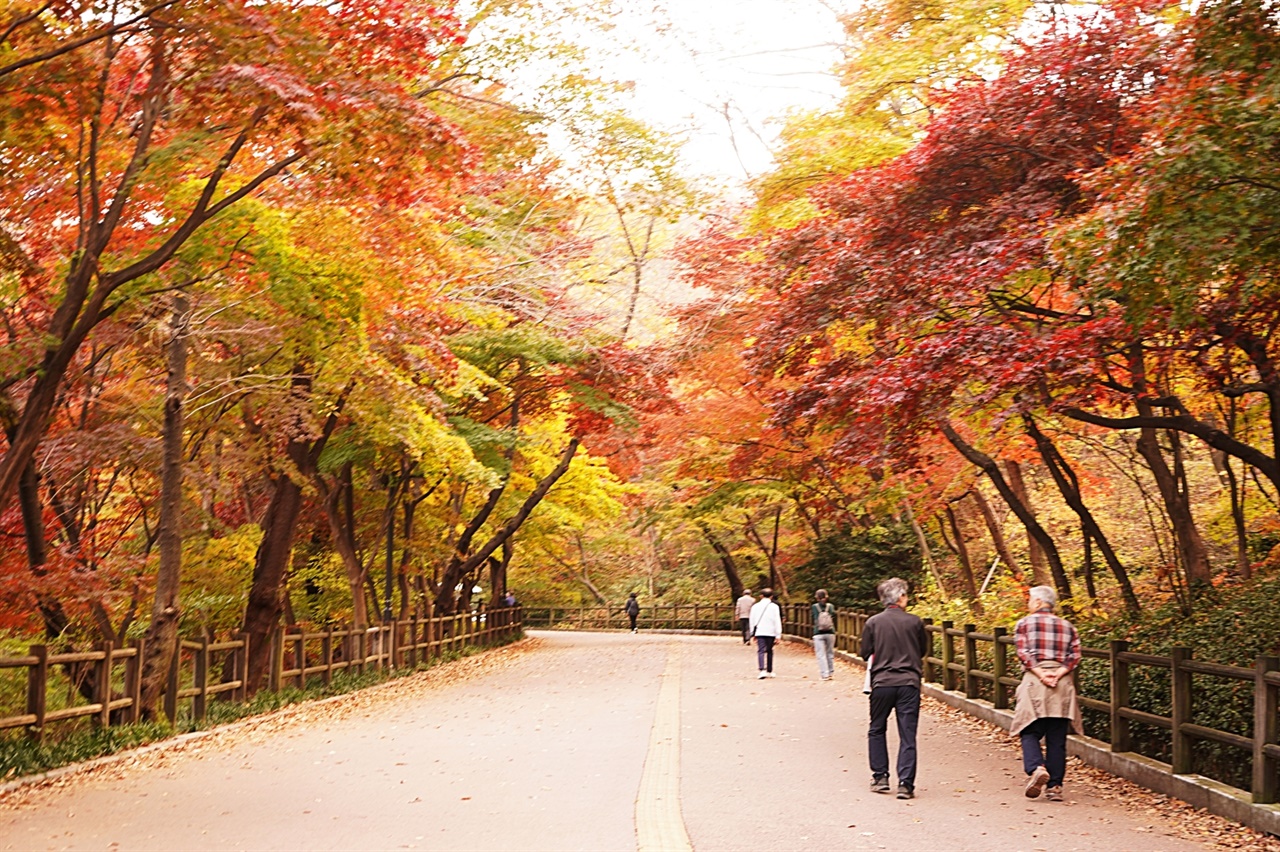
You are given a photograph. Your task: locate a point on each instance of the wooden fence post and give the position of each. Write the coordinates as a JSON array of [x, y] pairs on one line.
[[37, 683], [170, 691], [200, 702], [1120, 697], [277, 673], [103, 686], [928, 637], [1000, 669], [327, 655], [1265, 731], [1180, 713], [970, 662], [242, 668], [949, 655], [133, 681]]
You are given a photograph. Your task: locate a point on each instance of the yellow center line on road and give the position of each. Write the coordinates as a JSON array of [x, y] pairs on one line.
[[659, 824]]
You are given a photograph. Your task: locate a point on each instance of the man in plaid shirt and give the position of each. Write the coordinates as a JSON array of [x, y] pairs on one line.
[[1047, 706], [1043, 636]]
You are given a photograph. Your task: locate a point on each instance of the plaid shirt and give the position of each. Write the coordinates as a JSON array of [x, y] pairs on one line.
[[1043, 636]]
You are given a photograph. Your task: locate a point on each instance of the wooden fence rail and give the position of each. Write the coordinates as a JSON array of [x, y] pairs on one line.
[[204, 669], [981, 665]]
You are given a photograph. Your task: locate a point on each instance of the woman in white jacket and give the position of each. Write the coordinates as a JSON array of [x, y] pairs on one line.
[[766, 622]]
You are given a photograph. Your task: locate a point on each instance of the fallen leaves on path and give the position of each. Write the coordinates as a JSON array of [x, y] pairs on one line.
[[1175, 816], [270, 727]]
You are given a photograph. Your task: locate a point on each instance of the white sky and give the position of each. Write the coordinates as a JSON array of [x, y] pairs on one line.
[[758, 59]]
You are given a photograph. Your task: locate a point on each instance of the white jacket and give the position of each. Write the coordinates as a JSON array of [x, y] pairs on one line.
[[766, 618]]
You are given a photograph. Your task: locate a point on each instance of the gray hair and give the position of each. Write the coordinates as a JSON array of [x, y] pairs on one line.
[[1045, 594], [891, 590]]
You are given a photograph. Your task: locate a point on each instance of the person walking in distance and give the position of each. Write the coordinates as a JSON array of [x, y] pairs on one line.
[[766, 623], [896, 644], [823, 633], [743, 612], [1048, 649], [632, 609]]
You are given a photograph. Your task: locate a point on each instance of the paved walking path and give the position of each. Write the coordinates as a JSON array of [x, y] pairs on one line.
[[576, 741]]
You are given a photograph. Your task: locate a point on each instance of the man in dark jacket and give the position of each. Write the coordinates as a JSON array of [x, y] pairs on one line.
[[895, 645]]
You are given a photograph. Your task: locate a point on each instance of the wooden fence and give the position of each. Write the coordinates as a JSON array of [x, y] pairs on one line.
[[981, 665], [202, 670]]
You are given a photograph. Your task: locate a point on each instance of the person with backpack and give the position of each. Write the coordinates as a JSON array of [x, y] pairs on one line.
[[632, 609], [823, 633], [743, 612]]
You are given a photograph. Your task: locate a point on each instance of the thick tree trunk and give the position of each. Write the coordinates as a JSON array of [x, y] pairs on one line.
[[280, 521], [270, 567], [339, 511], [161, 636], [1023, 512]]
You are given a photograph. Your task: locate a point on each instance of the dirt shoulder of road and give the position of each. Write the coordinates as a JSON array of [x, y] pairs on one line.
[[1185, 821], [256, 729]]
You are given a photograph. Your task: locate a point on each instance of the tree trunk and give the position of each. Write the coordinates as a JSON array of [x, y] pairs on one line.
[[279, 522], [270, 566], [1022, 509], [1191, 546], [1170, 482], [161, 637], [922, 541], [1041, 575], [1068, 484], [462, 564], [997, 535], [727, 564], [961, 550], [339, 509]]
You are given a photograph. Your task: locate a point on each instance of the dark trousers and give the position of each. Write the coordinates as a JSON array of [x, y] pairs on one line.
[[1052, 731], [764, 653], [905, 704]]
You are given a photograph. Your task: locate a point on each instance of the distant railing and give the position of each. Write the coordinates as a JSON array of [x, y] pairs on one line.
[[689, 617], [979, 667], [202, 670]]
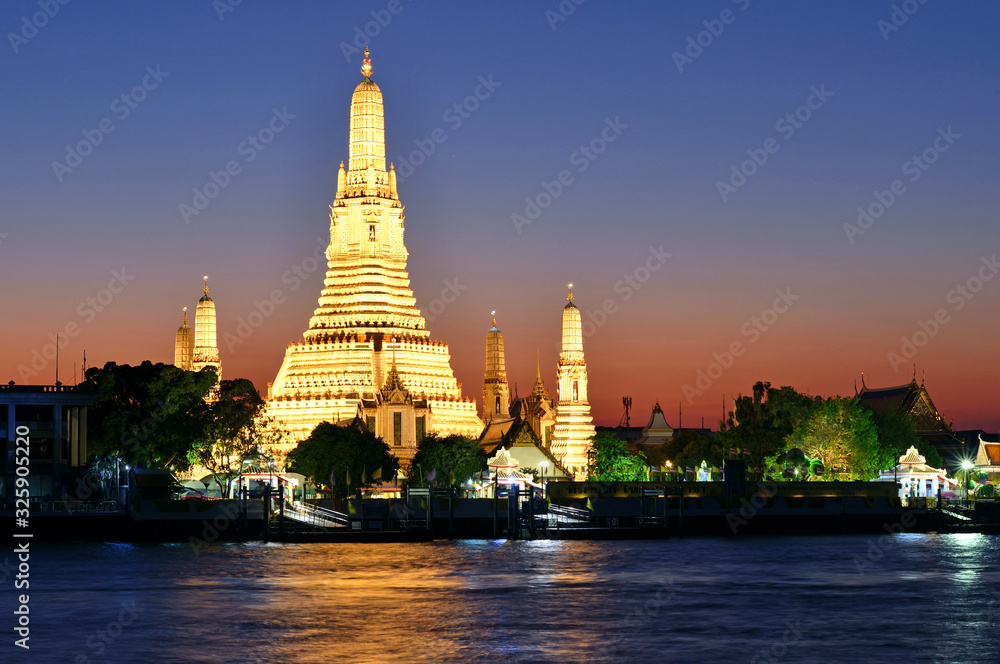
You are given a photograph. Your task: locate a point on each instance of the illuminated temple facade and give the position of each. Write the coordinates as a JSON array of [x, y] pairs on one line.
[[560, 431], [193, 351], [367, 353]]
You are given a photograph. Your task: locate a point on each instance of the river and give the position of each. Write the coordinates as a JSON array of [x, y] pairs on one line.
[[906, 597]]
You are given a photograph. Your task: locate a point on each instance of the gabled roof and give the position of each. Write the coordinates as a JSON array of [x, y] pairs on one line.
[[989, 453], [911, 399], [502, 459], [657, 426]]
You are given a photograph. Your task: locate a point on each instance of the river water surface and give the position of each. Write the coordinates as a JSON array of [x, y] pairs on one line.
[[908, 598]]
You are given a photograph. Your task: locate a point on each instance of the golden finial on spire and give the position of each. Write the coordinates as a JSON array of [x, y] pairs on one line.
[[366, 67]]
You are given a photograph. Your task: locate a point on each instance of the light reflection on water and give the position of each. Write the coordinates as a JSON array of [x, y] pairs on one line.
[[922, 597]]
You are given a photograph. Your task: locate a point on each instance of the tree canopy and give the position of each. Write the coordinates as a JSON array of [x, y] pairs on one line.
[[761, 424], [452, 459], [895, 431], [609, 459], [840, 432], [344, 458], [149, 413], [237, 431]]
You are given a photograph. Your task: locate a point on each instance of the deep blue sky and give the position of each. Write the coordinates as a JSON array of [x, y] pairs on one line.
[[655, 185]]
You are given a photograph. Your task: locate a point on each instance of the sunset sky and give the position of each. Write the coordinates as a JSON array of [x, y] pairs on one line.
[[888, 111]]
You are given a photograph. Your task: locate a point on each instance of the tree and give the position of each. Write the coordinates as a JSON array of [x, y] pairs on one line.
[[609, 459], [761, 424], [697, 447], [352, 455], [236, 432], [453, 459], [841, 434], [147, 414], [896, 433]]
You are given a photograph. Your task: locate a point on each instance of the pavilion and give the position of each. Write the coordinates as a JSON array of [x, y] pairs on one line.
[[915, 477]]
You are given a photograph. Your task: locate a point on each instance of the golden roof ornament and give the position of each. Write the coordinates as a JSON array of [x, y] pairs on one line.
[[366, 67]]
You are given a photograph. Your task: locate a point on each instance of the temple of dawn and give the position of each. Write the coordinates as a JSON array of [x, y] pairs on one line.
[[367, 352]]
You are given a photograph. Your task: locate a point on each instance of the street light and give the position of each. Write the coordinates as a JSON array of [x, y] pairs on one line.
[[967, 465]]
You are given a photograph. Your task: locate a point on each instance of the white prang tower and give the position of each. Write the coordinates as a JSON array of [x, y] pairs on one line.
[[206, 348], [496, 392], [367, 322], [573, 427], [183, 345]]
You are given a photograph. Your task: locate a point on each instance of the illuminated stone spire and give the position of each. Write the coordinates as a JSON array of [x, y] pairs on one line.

Problem details: Reproduce the listing above verbatim, line for line, and omit the pictures.

Task output:
You are given a photograph. Your task: locate a point on each instance of the wooden fence post and give the position of each. Write the coordinates as a JSON array of [x, y] pairs on one line.
[[37, 683], [170, 691], [200, 702], [1120, 697], [277, 673], [103, 686], [928, 637], [1000, 669], [327, 655], [1265, 731], [1180, 713], [970, 662], [242, 668], [949, 655], [133, 681]]
You are given a photograph. Your task: locate a point on each instance of the yellow center line on road and give the position of each. Write the coordinates as a JSON array of [x, y] pairs on one line.
[[659, 824]]
You are given a photograph. Your task: locate a point on each instance of the man in plaid shirt and give the position of each. Write the coordinates as a JSON array of [x, y] pairs on one line.
[[1047, 706], [1043, 636]]
You are given a photograph. Your task: locate a point on each instance of the plaid shirt and give the position of each. Write the coordinates as a JSON array of [x, y] pairs on one line.
[[1043, 636]]
You are given a photograph. Your task: locate a point on each instance of the wooden fence rail and give the position of each. Write the coordinates as a JSON array of [x, y] pairs on one line.
[[204, 669], [981, 665]]
You are given a photograph. Your task: locate a point on each instance of the woman in white jacket and give the position of each. Write the coordinates as a JSON array of [x, y] pairs on one line.
[[766, 622]]
You are given a photograph. Your task: locate a point on each instance of the fallen leaves on path and give the position of each. Write the coordinates as a JSON array of [x, y] pairs on one line.
[[1175, 816], [270, 727]]
You are given a photograph. Your task: locate a point on each instance of the white sky and give the position of each. Write the coordinates as a JSON array of [x, y] pairs on one line.
[[758, 59]]
You are given a photograph. Your task: locate a point on each instance of the white jacket and give the position of each. Write the coordinates as a JSON array of [x, y] pairs on one line.
[[766, 618]]
You are given a photograph. Your task: locate a point on each instance of the gray hair and give the position of each. Write the coordinates as a JSON array of [x, y] pairs on one line.
[[1045, 594], [891, 590]]
You are given a photograph. Your task: locate a point on each instance of the person walking in distance and give the position of each. Write the coordinates as a JSON array of [x, y] pairs on one line.
[[766, 623], [896, 644], [823, 633], [743, 612], [1048, 649], [632, 609]]
You are given a photograph. Your task: locate a point on each instance of the paved walking path and give the position of each. Write the coordinates as a JSON array of [x, y] pairs on one line.
[[576, 741]]
You are given a photograph. Your task: locate a point on each instance of the man in dark jacket and give the position of each. Write the coordinates as a JSON array of [x, y] pairs on one line.
[[895, 645]]
You are given a photograph. Your task: locate a point on each instance of the wooden fence and give the position of each. Write the coordinates as a JSON array of [x, y] pairs on one line.
[[981, 665], [202, 670]]
You are given a photograph. Your task: locate a point on each instance of the person with backpack and give the position of each. Write the coordinates as a JSON array of [x, y] pairs on one line.
[[632, 609], [823, 633], [743, 612]]
You are given a photograph. Your task: locate a point on each instance of the thick tree trunk and give the position of each. Write the coordinates as a JSON array of [x, y] pairs on one line.
[[280, 521], [270, 567], [339, 511], [161, 636], [1023, 512]]
You are given a photograph. Your task: locate a point on each instance of the dirt shoulder of road and give the position of each. Write the coordinates as a JSON array of [x, y] pairs on one line.
[[1185, 821], [256, 729]]
You are given a photograph. Your task: locate a point on each instance of the tree trunk and give the position of each. Write the coordinates as a JSON array of [x, y] pairs on one line.
[[279, 522], [270, 566], [1022, 509], [1191, 546], [1170, 482], [161, 637], [922, 541], [1041, 575], [1068, 484], [462, 564], [997, 535], [727, 564], [961, 550], [339, 509]]
You are given a photograph. Your task: locate a point on each instance of the dark trousers and give the position of each. Write the coordinates as a JSON array of [x, y] pairs on one line.
[[1052, 731], [764, 653], [905, 704]]
You are given a photograph. Your task: locate a point on each instance of the distant railing and give the position of each. Write the coordinates as a JSON array of [x, y] pairs on one line.
[[689, 617], [979, 667], [202, 670]]
You are given a photograph. Your task: locate a point on each instance of the illuminated temple facade and give the position of each. Write the coordinates as a JSON array of [x, y] pairs on one line.
[[560, 431], [193, 351], [367, 353]]
You are given a photograph. Your task: locate a point on each instance of the river and give the position of each. Write the coordinates as a JSON array of [x, y] pairs on one line.
[[906, 597]]
You are given a photograph. Your task: locate a point on each instance of the gabled roof and give the position of each. Write the coordinates as a JSON array of [x, y] pairs on one line.
[[989, 453], [911, 399], [502, 459], [657, 426]]
You are given a photograph. Your task: locate a point on each instance of the river water surface and give the position of each. Write the coordinates as a JSON array of [x, y] pairs on one line.
[[908, 598]]
You are given a photograph. Your task: locate a point on each instance of the golden finial on spire and give the position of each. Write the coordinates as a JSON array of [x, y] pairs on one line.
[[366, 67]]
You are given a photograph. Your task: locate a point on each instance of the light reflection on water and give the position of each. Write the coordinates as a JSON array of [x, y] pairs on one line.
[[922, 597]]
You are given a photograph. Your task: locate a point on each instance of the tree canopy and give the position of each. Write the coordinates as a JSON array of [x, y] pairs on one line.
[[761, 424], [452, 459], [895, 431], [609, 459], [840, 432], [344, 458], [149, 413], [237, 431]]
You are given a photograph. Your task: locate a point on each instance of the deep blue sky and give the position of each. Write the coordinates as a JSON array of [x, y] pairs on one line.
[[655, 185]]
You are given a photograph. Your task: locate a point on each instance of the sunset sky and give the position of each. Write the coordinates as a JSON array of [x, y] pairs on one line.
[[888, 111]]
You are given a photograph. Your task: locate a point on each instance of the tree and give the position of each. Write the coordinates as a JSON array of [x, y] pairs on one line.
[[609, 459], [761, 424], [697, 447], [352, 455], [236, 432], [453, 459], [841, 434], [147, 414], [896, 433]]
You are given a photograph. Your task: locate a point on each instance of the pavilion and give the position of each. Write the coordinates as a JSON array of [x, y] pairs on one line.
[[915, 477]]
You are given a photograph. Your task: locate a point on each instance of the golden roof ornament and give the position of each. Write the coordinates as a JSON array of [x, y] pairs on one line.
[[366, 67]]
You are given a photograph. Your task: locate a point on each instance of the temple of dawn and give the position of each. Write the coordinates as a JSON array of [x, y] pairs on one line.
[[367, 352]]
You are given a photograph. Your task: locate a point on each instance of the street light and give the position of each. Write the coordinates as a JSON array of [x, y] pairs on one line.
[[967, 465]]
You are given a photograph. Your task: locate a point on each instance of the white prang tower and give the position of each. Write the coordinates as a JSON array of [x, y] pairs on one line.
[[206, 348], [496, 392], [367, 322], [573, 427], [183, 345]]
You are given a photograph. Your task: locate a point on each instance of the illuminated stone spire and give the position of each. Write the coordinates as a JSON array of [x, y] pairs on one line.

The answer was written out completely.